[Collected data entries]
____

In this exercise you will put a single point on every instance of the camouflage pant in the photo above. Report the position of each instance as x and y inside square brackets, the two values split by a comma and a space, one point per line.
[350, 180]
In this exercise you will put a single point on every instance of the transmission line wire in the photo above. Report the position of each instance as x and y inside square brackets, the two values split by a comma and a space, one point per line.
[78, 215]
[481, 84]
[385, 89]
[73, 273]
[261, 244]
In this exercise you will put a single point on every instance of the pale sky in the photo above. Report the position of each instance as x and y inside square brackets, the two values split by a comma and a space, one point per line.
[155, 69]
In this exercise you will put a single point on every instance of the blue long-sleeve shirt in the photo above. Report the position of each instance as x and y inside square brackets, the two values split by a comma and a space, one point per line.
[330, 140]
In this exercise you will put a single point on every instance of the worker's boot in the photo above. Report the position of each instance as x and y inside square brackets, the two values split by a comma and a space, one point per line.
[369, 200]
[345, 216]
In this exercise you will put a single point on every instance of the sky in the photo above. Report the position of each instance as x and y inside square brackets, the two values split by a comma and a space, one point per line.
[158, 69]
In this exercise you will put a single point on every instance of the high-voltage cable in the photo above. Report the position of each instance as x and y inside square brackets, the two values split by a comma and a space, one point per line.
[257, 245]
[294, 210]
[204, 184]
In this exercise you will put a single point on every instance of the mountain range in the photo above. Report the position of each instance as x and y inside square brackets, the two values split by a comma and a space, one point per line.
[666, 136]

____

The data must be output in full, exactly as given.

## Solution to the exercise:
In this exercise you will put a single point on every instance of the camouflage pant in the photo above. Report the position of each instance as x and y inside square brackets, the two values split by a comma and a space, one point per line.
[350, 180]
In this exercise you will put a single point on every instance of the transmission line wire in the photo above. Report the position of each instance as x and y inside square brackets, the two values split by a comma and a space, one point per line.
[78, 215]
[481, 84]
[385, 89]
[73, 273]
[261, 244]
In this exercise you will put a single point on every instance of the pale sky in the photo above. Report the position of each instance as x and y inside square brackets, the two values split by a comma and a space, one point per line.
[155, 69]
In this exercise you will put a single point on every instance of the blue long-sleeve shirt in the photo above. Report the position of each instance as x and y inside square brackets, the two values split by a comma and a space, one point per line.
[330, 140]
In this exercise you will put a single point on every instance of the worker's boot in the photo above. Report the position of each instance as x and y inside square brackets, the two values split by a comma and a space, one point per line.
[369, 200]
[345, 216]
In this exercise you will put a single point on every instance of the sky in the photo above. Report the position of each instance as x and y inside square brackets, the two values split by a comma and a space, one point per line.
[158, 69]
In this exercise you will put a single point on every instance of the high-voltage cable in the photo above. Report the position of each instance as x and y inside square brackets, the two values split by a comma and a space, one point per line.
[257, 245]
[294, 210]
[204, 184]
In this exercise you will put a single point on every instance of the mountain range in the photo above. Report the position of each instance as x and y inside square brackets, the two values split by a comma and a space, one point per line.
[666, 136]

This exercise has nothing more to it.